Passage given:
- Directed by: Amjad Khan
- Starring: Sachin Shehzad Khan Bharat Bhushan
- Release date: 1989;
- Country: India
- Language: Hindi

= Abhi To Main Jawan Hoon =

Abhi To Main Jawan Hoon (Devnagari: अभी ताे मैॱ जवान हॅू) is a Hindi comedy film directed by Amjad Khan released in 1989. Sachin, Anjan Srivastav and Bharat Bhushan played the pivotal roles in the film.

==Plot==
Amar (Sachin) falls in love with a man hater Geeta (Sohani), who lives with her retired Major uncle (Anjan Srivastav) and is also fed up with her bad cousin (Shehzad Khan). In order to win Geeta's heart, her uncle and Amar make a plan. Geeta needs some money to get rid of her cousin. Amar disguises himself as a dying sixty-year-old man Dilfekh, who has enough money. At first Geeta doesn't want to marry him but her teacher explains that the marriage will be a short one because Dilfekh will not live long. Geeta marries him and then finds out the truth.

Dataset excerpt

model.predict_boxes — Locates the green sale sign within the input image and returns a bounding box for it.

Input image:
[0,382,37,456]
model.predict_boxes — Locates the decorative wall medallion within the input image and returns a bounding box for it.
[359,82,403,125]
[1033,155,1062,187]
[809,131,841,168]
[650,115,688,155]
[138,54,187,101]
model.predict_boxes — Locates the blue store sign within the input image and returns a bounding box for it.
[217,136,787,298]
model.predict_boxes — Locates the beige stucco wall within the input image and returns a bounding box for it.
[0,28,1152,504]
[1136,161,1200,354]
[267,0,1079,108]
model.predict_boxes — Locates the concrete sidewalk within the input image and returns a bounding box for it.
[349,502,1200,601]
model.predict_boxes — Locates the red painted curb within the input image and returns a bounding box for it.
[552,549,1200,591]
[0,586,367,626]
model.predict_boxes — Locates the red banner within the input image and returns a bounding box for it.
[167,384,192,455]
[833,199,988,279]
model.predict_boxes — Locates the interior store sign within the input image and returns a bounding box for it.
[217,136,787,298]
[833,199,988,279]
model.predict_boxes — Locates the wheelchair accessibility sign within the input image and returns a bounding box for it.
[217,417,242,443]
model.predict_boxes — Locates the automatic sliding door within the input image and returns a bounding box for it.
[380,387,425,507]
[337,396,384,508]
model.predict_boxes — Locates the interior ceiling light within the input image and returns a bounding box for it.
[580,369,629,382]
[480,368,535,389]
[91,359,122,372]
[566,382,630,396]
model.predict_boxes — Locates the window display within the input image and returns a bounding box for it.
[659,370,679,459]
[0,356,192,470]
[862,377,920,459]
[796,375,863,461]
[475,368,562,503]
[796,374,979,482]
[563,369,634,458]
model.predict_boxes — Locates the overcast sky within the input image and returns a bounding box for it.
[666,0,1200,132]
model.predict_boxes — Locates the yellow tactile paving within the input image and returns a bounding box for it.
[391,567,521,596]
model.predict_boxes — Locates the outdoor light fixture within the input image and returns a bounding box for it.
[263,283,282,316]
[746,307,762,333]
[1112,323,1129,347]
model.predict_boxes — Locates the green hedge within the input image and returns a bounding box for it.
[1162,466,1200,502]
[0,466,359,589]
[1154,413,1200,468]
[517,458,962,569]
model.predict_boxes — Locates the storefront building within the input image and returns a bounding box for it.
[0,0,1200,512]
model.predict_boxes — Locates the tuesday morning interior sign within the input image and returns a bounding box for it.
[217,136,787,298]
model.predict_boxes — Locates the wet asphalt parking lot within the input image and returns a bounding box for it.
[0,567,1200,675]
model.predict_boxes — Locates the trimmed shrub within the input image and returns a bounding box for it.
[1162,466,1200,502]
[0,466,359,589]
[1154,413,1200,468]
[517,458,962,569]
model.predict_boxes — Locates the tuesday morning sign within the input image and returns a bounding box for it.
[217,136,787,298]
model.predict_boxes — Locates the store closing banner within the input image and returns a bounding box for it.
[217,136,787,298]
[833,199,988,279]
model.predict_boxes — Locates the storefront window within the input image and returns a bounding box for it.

Exercises to complete:
A) In the film page, who does Amar disguise himself as?
B) Rewrite the film page from the words "Abhi To Main Jawan Hoon (Devnagari: अभी" through the words "in the film.", swapping "comedy" for "drama".
Rely on the film page alone.

The replies:
A) Amar disguises himself as Dilfekh, a dying sixty-year-old man who has enough money.

B)
Abhi To Main Jawan Hoon (Devnagari: अभी ताे मैॱ जवान हॅू) is a Hindi drama film directed by Amjad Khan released in 1989. Sachin, Anjan Srivastav and Bharat Bhushan played the pivotal roles in the film.